WHAT THE EXERCISE ASKS
Repeat the entire listing exactly.
____
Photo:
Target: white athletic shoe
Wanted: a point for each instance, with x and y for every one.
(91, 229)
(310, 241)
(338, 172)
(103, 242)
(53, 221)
____
RESPONSE BOX
Photo:
Target: white athletic shoe
Wanted: a point for each instance, with x and y for every one.
(91, 229)
(310, 241)
(338, 172)
(103, 242)
(53, 221)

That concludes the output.